**WORK TO BE COMPLETED**: Where a line contains "written like <point>244,17</point>.", begin there and restate word for word every line to the end of the entries below, pictures excluded.

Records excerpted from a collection

▬▬▬▬▬▬

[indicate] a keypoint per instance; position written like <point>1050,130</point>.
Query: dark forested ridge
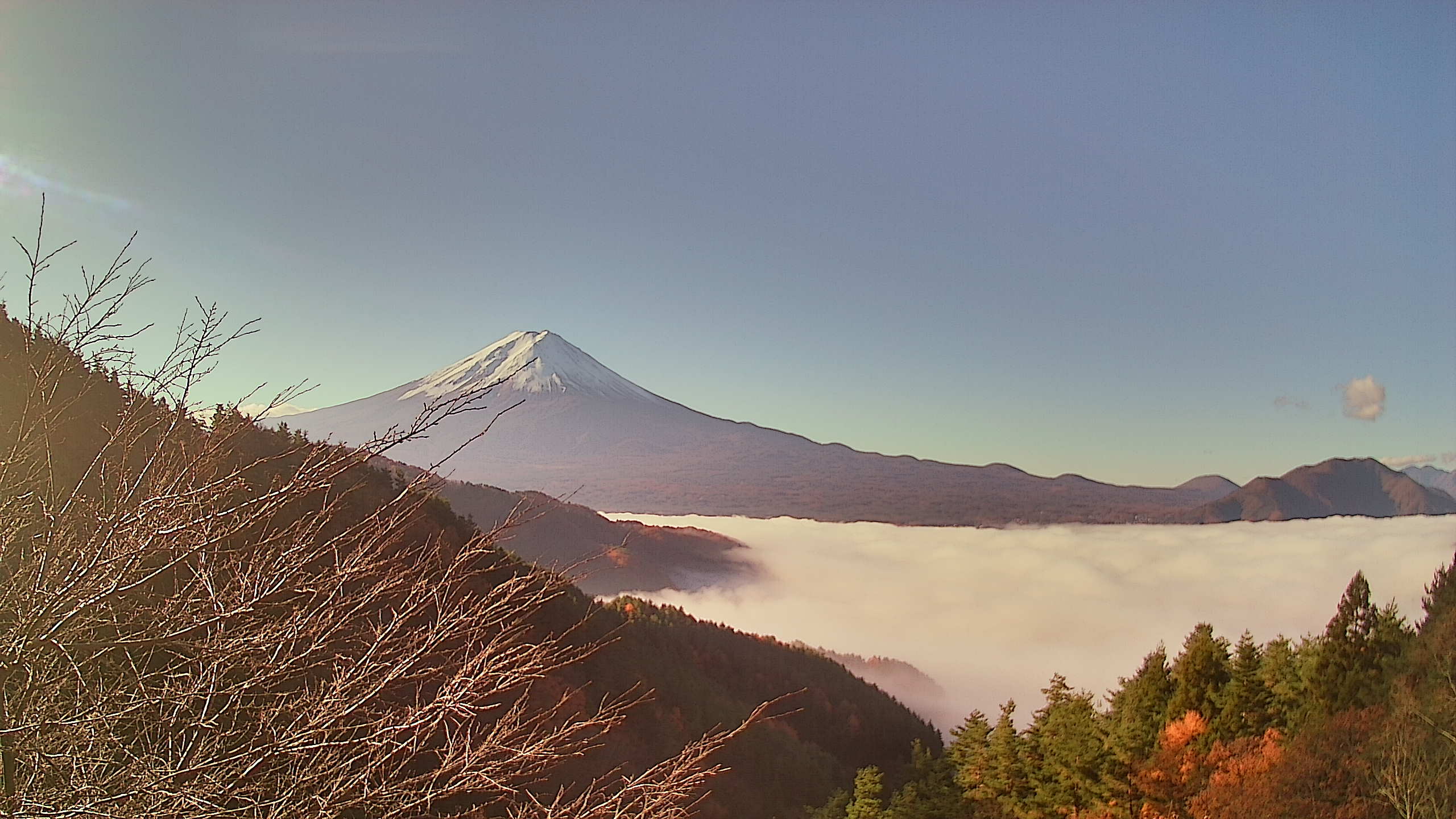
<point>61,429</point>
<point>1433,477</point>
<point>1358,722</point>
<point>605,557</point>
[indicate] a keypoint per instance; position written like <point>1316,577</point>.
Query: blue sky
<point>1130,241</point>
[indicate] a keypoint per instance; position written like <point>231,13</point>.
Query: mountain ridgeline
<point>583,431</point>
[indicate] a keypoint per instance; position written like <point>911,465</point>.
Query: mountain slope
<point>701,675</point>
<point>1433,477</point>
<point>1333,487</point>
<point>586,432</point>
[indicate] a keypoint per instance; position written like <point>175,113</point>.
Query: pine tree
<point>1282,668</point>
<point>1441,595</point>
<point>1200,672</point>
<point>870,783</point>
<point>1004,779</point>
<point>1356,652</point>
<point>931,792</point>
<point>1139,710</point>
<point>970,751</point>
<point>1072,752</point>
<point>1247,700</point>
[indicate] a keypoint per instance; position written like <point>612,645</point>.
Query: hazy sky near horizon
<point>1132,241</point>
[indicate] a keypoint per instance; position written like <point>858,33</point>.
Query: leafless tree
<point>193,631</point>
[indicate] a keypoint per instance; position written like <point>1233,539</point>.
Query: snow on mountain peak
<point>533,362</point>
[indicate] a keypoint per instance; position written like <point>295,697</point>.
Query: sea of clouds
<point>991,614</point>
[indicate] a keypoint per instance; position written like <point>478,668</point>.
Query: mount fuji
<point>587,433</point>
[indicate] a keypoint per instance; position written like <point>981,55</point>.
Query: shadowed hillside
<point>263,594</point>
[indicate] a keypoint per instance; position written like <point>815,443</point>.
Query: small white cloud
<point>264,411</point>
<point>989,614</point>
<point>1401,462</point>
<point>1365,398</point>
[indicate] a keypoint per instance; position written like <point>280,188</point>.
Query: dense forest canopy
<point>1358,722</point>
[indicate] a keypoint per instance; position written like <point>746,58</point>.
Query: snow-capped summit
<point>532,362</point>
<point>562,423</point>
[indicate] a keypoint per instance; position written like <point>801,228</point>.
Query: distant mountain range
<point>1433,477</point>
<point>1338,486</point>
<point>587,433</point>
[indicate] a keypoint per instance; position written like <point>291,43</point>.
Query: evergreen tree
<point>1002,781</point>
<point>1139,710</point>
<point>870,783</point>
<point>1072,752</point>
<point>1200,672</point>
<point>1356,652</point>
<point>1247,700</point>
<point>1441,595</point>
<point>931,792</point>
<point>970,751</point>
<point>1282,668</point>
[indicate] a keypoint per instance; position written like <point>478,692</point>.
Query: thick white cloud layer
<point>279,411</point>
<point>991,614</point>
<point>1365,398</point>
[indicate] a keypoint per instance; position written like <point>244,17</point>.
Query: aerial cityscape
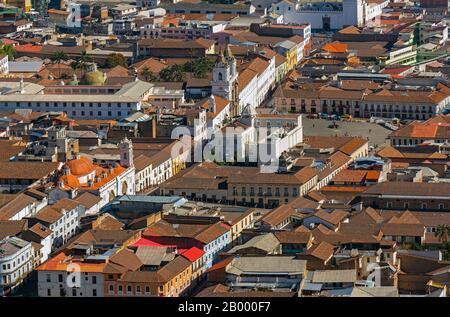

▬▬▬▬▬▬

**ANSWER SECTION**:
[indicate] a keypoint per instance; position written like <point>244,17</point>.
Query: aerial cityscape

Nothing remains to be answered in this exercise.